* Point annotation dataset records
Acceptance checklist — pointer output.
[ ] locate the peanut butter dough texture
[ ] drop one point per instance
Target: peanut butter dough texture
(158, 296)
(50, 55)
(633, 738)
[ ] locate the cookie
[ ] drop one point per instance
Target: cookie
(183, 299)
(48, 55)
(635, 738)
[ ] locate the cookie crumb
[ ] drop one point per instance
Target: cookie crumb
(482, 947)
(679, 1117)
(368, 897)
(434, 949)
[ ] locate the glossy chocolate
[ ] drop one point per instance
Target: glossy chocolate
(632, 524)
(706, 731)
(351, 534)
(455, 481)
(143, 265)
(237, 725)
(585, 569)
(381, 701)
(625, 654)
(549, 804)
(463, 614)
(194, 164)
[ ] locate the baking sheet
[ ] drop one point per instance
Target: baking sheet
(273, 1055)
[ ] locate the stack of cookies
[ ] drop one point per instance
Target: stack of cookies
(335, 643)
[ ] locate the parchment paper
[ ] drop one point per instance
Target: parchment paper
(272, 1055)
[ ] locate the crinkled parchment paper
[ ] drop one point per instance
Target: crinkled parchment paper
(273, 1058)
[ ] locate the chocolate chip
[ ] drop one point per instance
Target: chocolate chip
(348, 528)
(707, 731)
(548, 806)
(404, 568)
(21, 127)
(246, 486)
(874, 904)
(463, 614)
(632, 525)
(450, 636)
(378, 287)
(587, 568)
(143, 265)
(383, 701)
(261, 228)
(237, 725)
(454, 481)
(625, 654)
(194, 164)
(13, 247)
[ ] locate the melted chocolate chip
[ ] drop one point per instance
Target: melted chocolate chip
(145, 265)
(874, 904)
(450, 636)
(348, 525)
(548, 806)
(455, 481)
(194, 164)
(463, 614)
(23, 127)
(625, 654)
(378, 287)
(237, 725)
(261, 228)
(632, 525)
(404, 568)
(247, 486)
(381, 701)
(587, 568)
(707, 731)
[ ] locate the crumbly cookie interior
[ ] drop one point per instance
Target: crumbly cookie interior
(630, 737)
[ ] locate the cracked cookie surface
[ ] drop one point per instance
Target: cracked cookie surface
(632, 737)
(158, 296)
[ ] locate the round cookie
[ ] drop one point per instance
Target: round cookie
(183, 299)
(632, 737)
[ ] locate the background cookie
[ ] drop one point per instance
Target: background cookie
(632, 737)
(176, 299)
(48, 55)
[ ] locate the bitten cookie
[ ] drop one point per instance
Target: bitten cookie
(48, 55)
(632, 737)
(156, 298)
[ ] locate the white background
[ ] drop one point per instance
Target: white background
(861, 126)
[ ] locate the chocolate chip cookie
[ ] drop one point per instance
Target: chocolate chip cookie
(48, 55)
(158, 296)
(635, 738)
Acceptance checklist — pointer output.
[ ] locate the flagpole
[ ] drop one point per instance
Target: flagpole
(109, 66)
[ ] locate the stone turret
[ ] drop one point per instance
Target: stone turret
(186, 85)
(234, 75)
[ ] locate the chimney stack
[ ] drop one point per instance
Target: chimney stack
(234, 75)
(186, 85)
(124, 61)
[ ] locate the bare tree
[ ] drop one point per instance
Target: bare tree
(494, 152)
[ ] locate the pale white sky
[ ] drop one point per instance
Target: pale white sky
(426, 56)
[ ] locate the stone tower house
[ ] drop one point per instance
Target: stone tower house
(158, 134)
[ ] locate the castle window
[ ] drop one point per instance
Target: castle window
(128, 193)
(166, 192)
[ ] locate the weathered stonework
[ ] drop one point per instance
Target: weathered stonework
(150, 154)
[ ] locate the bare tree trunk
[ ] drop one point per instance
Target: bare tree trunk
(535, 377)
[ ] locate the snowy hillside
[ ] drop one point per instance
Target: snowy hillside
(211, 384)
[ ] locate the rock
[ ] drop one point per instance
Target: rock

* Instructions to follow
Can you update the part of the records that opens with the line containing "[ ] locate the stack of cookies" and closes with the line containing "(273, 1058)" so that "parchment paper" becomes "wax paper" and nothing else changes, giving back only those lines?

* The output
[ ] locate the stack of cookies
[ ] drop one point per instance
Target: stack of cookies
(335, 643)
[ ] locate the wax paper
[ ] drop one point per instance
Target: wax paper
(272, 1055)
[ ] locate the crinkled wax paper
[ ] drop one point per instance
Target: crinkled wax paper
(273, 1058)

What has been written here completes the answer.